___ Article ___
Showing posts with label curriculum. Show all posts
Showing posts with label curriculum. Show all posts

Tuesday, 27 December 2011

Incredible India: Up Against the Koenig Imperative

Boot camp revamp
I had a major falling out with my trainer this morning on a number of issues regarding the delivery of the curriculum leading to a certification I am in interested.
When it comes to boot camp training, it can be difficult to balance the issues of time, complete coverage, teaching, explanation and preparation for tests.
Much as I will like to attain my certifications as soon as possible, my learning methodology has never been by rote, accepted views or concepts have to have undergirding logic and I need to know that I am extending my body of knowledge.
The burden of history
For someone who has been in the ICT profession for 23 years, one can safely say a good deal of the concepts we take for granted today have their foundations in fundamentally primitive things we did decades.
___
## Work instructions
1. Decide whether each statement agrees with the blog post, and for each one answer yes or no and quote the deciding words.
(a) The writer had a disagreement with the trainer that morning.
(b) The writer prefers to learn by rote.
(c) The writer has worked in the ICT profession for 23 years.
2. Answer these questions from the blog post.
(a) What date appears on the blog post?
(b) Which label are the posts shown with?
(c) What heading comes directly before the paragraph about the writer's years in ICT?
3. Reproduce the passage of the blog post that begins at the words "Much as I will" and ends after the words "body of knowledge.".
___ Entries supplied ___
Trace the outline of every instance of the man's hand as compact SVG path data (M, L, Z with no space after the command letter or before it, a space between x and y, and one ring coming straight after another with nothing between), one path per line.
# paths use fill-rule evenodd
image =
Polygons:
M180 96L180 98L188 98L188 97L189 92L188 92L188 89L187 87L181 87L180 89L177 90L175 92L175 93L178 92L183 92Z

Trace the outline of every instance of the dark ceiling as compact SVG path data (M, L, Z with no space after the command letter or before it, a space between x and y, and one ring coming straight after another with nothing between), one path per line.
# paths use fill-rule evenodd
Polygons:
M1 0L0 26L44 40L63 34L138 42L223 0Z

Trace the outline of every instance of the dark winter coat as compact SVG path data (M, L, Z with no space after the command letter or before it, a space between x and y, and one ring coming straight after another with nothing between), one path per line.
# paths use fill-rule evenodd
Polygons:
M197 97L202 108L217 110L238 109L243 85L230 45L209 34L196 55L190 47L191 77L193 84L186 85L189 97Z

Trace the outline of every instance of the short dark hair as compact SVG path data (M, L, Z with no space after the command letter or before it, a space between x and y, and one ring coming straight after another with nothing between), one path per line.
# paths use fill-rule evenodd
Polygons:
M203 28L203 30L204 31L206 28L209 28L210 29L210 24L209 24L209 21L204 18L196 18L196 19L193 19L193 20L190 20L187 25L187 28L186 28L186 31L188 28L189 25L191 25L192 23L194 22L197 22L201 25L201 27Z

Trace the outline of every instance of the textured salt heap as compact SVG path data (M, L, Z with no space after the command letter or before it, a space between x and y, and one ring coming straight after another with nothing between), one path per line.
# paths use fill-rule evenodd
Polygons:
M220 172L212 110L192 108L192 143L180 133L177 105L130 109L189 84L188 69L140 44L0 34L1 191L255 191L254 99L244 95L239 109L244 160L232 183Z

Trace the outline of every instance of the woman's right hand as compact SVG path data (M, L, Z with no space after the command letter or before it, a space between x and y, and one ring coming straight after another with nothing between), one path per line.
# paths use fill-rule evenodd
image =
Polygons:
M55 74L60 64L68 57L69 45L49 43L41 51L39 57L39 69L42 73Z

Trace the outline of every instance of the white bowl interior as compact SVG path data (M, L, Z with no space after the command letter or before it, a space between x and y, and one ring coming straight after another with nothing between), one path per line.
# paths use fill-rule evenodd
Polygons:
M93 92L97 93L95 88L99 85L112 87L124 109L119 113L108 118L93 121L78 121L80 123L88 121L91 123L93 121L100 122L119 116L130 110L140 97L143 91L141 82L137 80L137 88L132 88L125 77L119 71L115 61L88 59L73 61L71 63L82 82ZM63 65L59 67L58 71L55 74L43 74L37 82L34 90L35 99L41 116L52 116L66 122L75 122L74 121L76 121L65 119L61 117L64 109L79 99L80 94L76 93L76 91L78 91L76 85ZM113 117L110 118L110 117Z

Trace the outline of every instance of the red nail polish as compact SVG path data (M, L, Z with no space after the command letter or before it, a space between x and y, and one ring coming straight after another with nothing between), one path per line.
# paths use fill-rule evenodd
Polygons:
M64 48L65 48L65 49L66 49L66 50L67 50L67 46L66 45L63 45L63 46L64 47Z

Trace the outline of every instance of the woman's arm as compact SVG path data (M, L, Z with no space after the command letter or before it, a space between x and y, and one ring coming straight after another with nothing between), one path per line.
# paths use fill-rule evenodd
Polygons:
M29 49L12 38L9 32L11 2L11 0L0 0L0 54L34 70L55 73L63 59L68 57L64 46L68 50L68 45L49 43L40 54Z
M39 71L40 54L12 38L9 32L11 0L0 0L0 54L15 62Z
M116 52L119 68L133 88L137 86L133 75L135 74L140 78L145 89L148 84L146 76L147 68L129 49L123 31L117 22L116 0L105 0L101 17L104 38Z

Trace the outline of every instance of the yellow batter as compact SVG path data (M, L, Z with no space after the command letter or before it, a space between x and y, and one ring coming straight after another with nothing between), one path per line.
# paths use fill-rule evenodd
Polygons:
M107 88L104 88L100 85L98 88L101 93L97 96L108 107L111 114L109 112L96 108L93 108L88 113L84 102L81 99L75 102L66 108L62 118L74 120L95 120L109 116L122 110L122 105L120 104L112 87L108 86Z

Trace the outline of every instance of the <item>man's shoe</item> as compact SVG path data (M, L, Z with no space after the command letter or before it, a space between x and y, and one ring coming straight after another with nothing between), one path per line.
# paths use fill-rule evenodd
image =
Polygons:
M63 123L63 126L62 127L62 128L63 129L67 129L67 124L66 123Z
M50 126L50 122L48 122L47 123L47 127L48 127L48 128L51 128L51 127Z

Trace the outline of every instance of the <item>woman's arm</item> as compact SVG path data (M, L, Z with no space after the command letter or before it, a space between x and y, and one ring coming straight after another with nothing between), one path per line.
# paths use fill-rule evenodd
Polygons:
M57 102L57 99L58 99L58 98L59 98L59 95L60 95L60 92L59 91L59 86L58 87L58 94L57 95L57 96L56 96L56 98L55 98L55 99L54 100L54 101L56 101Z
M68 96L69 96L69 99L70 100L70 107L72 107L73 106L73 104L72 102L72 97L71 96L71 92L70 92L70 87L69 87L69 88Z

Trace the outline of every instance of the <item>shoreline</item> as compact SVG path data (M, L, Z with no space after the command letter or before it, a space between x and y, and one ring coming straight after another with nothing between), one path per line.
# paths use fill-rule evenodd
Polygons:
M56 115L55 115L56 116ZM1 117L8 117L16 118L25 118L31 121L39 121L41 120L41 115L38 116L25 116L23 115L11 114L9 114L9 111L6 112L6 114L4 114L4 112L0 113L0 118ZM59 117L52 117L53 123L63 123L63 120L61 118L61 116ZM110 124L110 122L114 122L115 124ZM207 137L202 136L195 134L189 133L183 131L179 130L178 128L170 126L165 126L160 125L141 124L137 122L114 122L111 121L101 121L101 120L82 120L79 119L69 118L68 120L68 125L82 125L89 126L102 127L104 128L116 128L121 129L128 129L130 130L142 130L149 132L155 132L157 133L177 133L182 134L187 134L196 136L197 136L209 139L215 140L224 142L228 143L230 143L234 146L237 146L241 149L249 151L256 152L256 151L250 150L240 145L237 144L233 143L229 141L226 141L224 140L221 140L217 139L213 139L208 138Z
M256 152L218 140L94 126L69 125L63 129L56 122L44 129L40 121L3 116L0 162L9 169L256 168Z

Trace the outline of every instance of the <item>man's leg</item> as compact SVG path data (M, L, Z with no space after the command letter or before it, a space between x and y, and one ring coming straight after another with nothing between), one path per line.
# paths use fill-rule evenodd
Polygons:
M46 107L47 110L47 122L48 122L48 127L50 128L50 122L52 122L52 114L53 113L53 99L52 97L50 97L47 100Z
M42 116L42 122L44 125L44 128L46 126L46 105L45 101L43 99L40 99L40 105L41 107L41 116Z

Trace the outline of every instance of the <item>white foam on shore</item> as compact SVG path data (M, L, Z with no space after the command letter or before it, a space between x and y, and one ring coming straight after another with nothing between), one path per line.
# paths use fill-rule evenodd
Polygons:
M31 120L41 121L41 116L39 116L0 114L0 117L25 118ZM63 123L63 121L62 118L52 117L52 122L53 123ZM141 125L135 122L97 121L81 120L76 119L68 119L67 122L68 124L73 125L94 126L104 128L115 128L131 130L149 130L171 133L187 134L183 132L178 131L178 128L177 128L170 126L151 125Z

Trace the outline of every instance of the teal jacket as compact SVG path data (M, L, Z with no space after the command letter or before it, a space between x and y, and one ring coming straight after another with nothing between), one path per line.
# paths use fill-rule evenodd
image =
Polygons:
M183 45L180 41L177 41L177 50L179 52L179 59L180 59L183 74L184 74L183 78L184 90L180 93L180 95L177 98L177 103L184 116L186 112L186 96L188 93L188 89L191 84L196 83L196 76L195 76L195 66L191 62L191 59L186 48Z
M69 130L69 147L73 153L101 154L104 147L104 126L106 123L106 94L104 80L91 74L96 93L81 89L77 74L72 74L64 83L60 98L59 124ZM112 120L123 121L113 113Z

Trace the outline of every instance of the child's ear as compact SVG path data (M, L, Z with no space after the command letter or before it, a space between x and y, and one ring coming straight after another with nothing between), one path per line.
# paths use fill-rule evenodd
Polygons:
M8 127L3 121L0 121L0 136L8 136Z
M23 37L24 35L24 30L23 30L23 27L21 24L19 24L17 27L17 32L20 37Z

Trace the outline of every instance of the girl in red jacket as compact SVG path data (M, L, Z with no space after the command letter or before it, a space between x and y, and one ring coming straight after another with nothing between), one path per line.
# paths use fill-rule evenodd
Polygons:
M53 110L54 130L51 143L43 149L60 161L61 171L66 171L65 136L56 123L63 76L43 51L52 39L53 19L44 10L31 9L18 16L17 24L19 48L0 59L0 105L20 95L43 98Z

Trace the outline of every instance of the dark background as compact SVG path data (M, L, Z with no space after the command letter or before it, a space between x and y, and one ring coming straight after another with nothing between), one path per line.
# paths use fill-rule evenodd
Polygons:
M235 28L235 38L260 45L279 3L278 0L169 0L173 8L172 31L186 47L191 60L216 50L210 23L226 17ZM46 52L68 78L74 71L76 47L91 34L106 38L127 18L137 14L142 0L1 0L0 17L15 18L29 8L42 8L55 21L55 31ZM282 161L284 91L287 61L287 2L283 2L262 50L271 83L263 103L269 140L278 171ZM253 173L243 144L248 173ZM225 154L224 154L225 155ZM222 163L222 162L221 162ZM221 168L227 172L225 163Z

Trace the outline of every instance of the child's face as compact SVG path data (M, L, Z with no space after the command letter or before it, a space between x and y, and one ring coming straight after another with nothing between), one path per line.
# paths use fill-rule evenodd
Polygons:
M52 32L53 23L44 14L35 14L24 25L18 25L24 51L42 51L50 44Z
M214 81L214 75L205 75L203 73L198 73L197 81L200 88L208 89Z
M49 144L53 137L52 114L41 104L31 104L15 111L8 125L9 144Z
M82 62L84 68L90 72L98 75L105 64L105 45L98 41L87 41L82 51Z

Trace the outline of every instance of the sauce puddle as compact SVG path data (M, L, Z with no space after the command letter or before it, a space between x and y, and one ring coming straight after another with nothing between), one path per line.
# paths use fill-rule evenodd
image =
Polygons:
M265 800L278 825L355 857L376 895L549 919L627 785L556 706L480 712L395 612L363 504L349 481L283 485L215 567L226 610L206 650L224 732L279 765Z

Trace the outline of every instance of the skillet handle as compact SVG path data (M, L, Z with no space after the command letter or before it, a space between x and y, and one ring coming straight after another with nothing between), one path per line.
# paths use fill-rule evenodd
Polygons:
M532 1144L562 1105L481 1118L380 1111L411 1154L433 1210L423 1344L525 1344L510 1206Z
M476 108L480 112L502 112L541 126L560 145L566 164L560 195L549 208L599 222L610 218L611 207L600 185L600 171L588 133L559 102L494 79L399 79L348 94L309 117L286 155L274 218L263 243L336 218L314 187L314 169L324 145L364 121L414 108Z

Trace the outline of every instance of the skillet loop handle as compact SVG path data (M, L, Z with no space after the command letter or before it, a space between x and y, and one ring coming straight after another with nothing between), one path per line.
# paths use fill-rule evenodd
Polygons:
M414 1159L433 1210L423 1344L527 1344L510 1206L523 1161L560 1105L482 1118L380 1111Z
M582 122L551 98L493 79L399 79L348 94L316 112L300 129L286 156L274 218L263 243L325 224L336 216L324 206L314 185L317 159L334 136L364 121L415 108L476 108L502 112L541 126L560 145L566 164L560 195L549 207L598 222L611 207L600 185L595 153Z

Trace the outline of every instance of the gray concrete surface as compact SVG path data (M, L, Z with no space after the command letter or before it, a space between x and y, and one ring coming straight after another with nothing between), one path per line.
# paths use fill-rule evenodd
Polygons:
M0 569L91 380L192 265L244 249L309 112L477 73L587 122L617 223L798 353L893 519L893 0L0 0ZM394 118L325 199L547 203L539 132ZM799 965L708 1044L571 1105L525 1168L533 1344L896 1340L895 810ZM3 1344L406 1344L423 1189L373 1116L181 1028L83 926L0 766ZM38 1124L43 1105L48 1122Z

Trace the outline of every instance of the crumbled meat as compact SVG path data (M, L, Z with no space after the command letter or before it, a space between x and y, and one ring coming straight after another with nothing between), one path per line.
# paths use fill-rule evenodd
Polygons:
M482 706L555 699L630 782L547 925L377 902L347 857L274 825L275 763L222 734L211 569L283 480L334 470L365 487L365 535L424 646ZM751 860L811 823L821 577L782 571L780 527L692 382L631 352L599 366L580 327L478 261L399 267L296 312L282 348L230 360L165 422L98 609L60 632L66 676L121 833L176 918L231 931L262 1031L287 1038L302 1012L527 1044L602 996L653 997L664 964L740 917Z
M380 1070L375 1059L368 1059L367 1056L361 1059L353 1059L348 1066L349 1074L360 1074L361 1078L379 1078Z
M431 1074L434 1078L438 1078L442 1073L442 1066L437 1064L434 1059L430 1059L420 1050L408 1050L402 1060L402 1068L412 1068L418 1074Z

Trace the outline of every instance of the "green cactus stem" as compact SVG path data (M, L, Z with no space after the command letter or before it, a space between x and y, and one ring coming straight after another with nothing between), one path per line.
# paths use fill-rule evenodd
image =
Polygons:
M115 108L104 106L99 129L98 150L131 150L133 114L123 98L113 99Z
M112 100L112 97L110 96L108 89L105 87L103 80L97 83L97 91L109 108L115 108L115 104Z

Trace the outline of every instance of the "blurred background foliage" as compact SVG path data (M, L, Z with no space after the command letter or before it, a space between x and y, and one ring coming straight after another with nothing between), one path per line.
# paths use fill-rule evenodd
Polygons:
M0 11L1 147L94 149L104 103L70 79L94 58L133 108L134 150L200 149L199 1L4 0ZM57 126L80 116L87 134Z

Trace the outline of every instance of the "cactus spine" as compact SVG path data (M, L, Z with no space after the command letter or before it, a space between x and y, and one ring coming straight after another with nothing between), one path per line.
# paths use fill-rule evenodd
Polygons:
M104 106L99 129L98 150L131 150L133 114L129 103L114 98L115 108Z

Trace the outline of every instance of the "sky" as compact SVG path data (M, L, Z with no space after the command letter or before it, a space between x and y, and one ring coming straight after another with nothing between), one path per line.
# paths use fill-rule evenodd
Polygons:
___
## Results by task
1.
(a) Yes: "I had a major falling out with my trainer this morning"
(b) No: "my learning methodology has never been by rote"
(c) Yes: "For someone who has been in the ICT profession for 23 years"

2.
(a) Tuesday, 27 December 2011
(b) curriculum
(c) The burden of history

3.
Much as I will like to attain my certifications as soon as possible, my learning methodology has never been by rote, accepted views or concepts have to have undergirding logic and I need to know that I am extending my body of knowledge.